▶ **WRITTEN REQUEST**:
Can you reproduce every line of the listing below verbatim?

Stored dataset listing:
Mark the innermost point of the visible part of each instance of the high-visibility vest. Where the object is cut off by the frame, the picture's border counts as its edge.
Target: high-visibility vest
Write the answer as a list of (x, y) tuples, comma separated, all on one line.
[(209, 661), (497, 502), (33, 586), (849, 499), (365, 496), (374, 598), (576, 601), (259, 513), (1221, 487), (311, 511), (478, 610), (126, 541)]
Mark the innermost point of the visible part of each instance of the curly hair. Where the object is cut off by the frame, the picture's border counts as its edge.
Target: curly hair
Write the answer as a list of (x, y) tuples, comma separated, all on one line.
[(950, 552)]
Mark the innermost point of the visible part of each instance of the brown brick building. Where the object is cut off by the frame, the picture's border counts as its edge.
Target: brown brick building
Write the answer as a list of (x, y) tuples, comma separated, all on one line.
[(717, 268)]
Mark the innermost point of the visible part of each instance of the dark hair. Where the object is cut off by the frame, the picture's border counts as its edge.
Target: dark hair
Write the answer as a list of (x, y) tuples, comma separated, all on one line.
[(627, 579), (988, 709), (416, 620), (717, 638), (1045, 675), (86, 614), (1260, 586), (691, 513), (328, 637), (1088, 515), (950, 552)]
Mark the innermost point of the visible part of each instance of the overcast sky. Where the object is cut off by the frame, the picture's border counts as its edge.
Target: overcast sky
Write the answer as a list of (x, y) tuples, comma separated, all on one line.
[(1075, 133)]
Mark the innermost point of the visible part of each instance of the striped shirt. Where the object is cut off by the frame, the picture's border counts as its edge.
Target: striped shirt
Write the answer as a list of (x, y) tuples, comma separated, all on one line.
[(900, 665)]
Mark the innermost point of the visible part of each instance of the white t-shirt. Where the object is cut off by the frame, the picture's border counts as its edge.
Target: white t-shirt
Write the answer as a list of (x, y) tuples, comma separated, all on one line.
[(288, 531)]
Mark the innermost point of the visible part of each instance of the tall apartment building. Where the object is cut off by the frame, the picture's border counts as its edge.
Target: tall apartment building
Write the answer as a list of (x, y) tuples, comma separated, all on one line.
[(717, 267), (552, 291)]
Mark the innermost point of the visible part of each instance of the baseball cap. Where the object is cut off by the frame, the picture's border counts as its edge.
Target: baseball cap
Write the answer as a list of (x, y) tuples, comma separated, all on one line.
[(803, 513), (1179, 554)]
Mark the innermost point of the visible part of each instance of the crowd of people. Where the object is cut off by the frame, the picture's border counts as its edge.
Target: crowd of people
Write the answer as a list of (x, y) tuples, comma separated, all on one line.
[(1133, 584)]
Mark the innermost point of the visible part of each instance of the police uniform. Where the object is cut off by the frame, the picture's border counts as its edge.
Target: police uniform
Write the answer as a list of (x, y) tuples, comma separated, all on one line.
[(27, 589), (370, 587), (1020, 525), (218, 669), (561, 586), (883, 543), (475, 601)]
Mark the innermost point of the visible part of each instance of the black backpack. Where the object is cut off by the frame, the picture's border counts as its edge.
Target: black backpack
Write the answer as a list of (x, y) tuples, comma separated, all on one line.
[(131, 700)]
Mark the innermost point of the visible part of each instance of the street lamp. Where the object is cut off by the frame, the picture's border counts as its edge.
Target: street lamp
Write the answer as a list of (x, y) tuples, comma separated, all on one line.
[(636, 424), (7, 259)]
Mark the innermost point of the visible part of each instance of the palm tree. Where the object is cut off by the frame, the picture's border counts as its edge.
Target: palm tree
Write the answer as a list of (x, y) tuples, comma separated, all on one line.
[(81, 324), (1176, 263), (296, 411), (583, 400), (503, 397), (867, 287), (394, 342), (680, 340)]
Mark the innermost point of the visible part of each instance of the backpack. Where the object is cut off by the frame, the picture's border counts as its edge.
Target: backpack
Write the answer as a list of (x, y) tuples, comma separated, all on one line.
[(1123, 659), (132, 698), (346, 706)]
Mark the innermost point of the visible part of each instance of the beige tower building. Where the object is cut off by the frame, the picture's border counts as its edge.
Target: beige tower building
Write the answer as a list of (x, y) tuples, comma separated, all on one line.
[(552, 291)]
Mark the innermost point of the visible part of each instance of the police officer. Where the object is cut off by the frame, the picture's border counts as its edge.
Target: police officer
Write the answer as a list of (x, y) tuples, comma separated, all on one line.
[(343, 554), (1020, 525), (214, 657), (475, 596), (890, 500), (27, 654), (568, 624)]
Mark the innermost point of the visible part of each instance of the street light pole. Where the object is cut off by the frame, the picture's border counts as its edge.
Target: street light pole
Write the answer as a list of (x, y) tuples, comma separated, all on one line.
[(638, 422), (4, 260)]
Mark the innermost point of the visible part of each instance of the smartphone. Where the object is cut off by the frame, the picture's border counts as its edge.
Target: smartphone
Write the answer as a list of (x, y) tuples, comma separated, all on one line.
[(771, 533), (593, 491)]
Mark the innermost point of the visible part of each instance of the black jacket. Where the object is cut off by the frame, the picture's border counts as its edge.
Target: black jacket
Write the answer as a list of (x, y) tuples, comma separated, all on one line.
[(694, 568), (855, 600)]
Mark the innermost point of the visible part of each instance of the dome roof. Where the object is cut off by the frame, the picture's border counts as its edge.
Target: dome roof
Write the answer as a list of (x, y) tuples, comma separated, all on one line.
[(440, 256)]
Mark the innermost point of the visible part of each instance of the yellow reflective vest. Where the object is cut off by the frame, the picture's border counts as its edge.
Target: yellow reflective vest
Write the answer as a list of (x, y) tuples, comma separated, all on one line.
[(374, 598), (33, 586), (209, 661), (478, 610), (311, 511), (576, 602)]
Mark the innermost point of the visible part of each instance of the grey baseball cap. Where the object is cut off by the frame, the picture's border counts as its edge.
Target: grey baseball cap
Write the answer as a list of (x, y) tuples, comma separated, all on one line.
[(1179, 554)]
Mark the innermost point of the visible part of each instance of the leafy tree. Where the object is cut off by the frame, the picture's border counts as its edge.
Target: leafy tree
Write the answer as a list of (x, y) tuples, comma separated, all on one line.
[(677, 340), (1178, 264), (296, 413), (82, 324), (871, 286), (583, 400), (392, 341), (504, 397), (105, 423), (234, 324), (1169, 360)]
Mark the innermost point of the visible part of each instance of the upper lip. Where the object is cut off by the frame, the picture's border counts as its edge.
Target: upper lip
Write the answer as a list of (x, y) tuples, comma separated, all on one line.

▶ **CORRECT ANSWER**:
Mark the innermost point of the visible part of each instance of the high-visibility vest. Where the object is cut off by the frame, the picture's border counts as its edge.
Target: high-visibility vest
Write the answer as a list of (x, y) tuples, comma separated, all on one line.
[(209, 661), (497, 502), (33, 586), (849, 499), (365, 496), (374, 598), (576, 601), (259, 513), (1221, 487), (311, 511), (478, 610), (126, 541)]
Mark the innermost point of the visible part of each instance of the curly hair. Where the object is cut off by the frame, the picture's border counts as its edge.
Target: curly hair
Write the answer as a list of (x, y) tuples, comma separated, all on one line.
[(950, 552)]
Mark the innermost point of the visible part of each instance of the brown brick building. Where the object is cut off by the frame, the picture's border counts as its edge.
Target: brown brick building
Write the answer as a list of (x, y) tuples, comma separated, all on one line.
[(717, 268)]
Mark the innermost point of the visible part of each instance of the dark hair. Where the object is cut off by the frame, the picture's border counts as its edge.
Target: dark hair
Write the answer as a list of (x, y) tuples, comma separated, all on one line.
[(627, 579), (988, 709), (416, 620), (717, 638), (1045, 675), (86, 614), (1260, 586), (691, 513), (328, 637), (1088, 515), (950, 552)]
Mark the innermost point of the visible part of each instance of the overcast sky. Where the object is cut off by the frame, the picture's border counts as its edge.
Target: overcast sky
Write the answer as a list of (x, y) tuples, comma separated, all on one line.
[(1075, 133)]
Mark the innermost point of the visible part of each instance of the striped shirt. Where the object is cut off by the frame, the picture's border counts as its edge.
Target: striped shirt
Write the answer as a list of (x, y) tuples, comma separated, all on one line.
[(900, 665)]
Mark the innermost point of the visible part of each instance of the white t-shirt. Where the object is cut off by the frame, the picture's border counts as its edge.
Target: white t-shirt
Write the answer as a list of (x, y) tuples, comma separated, all on one line.
[(288, 531)]
Mark the innermost point of the visible part of each instance of the tall apartment building. Where the object is cut off by the frame, the picture's border counts as its edge.
Target: tall apartment building
Write the answer as a list of (x, y) tuples, comma separated, all on one line.
[(717, 267), (552, 291)]
Mark the innermost point of the visible part of each instance of the baseball cap. Where the object is cut off by the frame, the picture's border counts as its edge.
Target: baseball cap
Write the answer as a list of (x, y) tuples, comma separated, all on one line.
[(803, 513), (1179, 554)]
Mark the innermost point of the visible part of each instance of the crowd of people. Where the object is cut off by the frame, the picture's border counts as its edge.
Target: crowd of people
Write the answer as a list of (x, y) tuples, comma separated, all on one line.
[(1133, 584)]
Mark the innermost point of the visible part of each instance of the police uniform. Where the object is cut off by the frame, the picture's border counts as its edge.
Target: police uniform
Write the answer as a list of (x, y) tuples, comma separated, all on one line.
[(27, 589), (370, 587), (1020, 525), (218, 669), (561, 586), (883, 543), (475, 601)]
Mark the innermost point of the visible part of each instance of the black backpack. Where the object is cut off by the frame, the picture's border counts as its edge.
Target: black backpack
Write the answer as a list of (x, y) tuples, comma separated, all on one line.
[(131, 700)]
Mark the innermost point of the visible part of each instance of the street lamp. Where the object is cut off by the frame, the picture's border counts as its edge.
Target: street lamp
Write the answer as a list of (x, y) tuples, comma separated, all on one line.
[(636, 424), (7, 259)]
Mark the innermost point of the visible part of each instance of the palm tree. Where the object is cut off by the frame, the picture's border counts as its edge.
Target: palm tree
Write the answer as a list of (x, y) tuples, comma separated, all on one line.
[(81, 324), (1176, 263), (296, 411), (583, 400), (503, 397), (867, 287), (394, 342), (680, 340)]
Mark the innermost point of the visible part of each instance of the backpack. Where the object is cut off by the frame, the picture's border counts as its edge.
Target: backpack
Write the answer as a list of (x, y) tuples, comma separated, all on one line.
[(1123, 659), (132, 698), (346, 706)]
Mark the innermost point of the visible part of each instance of the beige tower building. Where the object is cut off by the frame, the picture's border counts as its edge.
Target: beige tower building
Write the answer as a list of (x, y) tuples, comma separated, all on one line.
[(552, 291)]
Mark the innermost point of the visible part of each instance of the police officer. Where the object is cut off by the frame, the picture's border counts as its edge.
Target: police officer
Write the answer as a list of (x, y) tuples, comma separated, all on one line.
[(343, 554), (1020, 525), (214, 657), (475, 596), (890, 500), (27, 654), (568, 624)]
Mark the innermost point of the visible part of each instance of the street light pole. Where the object is cut off by the frame, the picture's border counts as its edge.
Target: street light pole
Write the answer as a list of (x, y) tuples, comma separated, all on one line.
[(638, 422), (4, 260)]
Mark the innermost point of the visible part of each instance of the smartphone. Where the object is cut off by the frame, the picture's border counts as its edge.
Target: smartphone
Write the answer as a list of (x, y) tuples, comma separated, all on one line.
[(771, 533), (593, 491)]
Mark the innermost point of the visible part of each instance of the black jacket. Where the object is cut off by the frame, the picture's border counts as its edge.
Target: black jacket
Write the answer as a list of (x, y) tuples, comma separated, all on one line.
[(694, 568), (855, 600)]
Mark the innermost point of the visible part of each instance of the dome roof. Where the object is cut off by the frame, the picture's border counts as its edge.
Target: dome roof
Write the answer as a list of (x, y) tuples, comma separated, all on one line.
[(440, 256)]
Mark the innermost point of the visible part of each instance of the yellow reflective vest. Where the object is cut off by the frame, the picture's border counts as its edge.
Target: yellow reflective vest
Write the answer as a list of (x, y) tuples, comma separated, all on one line.
[(374, 598), (33, 586), (209, 661), (478, 610), (311, 511), (576, 602)]
Mark the innermost point of the visible part of each instance of the grey baseball cap. Where the object is cut off by the frame, the picture's border counts as its edge.
Target: grey baseball cap
Write the answer as a list of (x, y) tuples, comma separated, all on one line.
[(1179, 554)]
Mark the innermost point of the visible part of each instance of the leafy tree. Where the object is cut off by the frame, the picture's border counts as its edge.
Target: leafy tree
Write the answer as a list of (x, y) tuples, comma separated, all on one line.
[(677, 340), (1178, 264), (296, 413), (82, 324), (871, 286), (583, 400), (392, 341), (504, 397), (105, 423), (234, 324), (1169, 360)]
Mark the innermost point of the visible part of each instance of the upper lip. Where the object is cut off by the frame, the picture's border counts as its edge.
Target: upper lip
Write the answer as a list of (x, y) tuples, comma separated, all on one line.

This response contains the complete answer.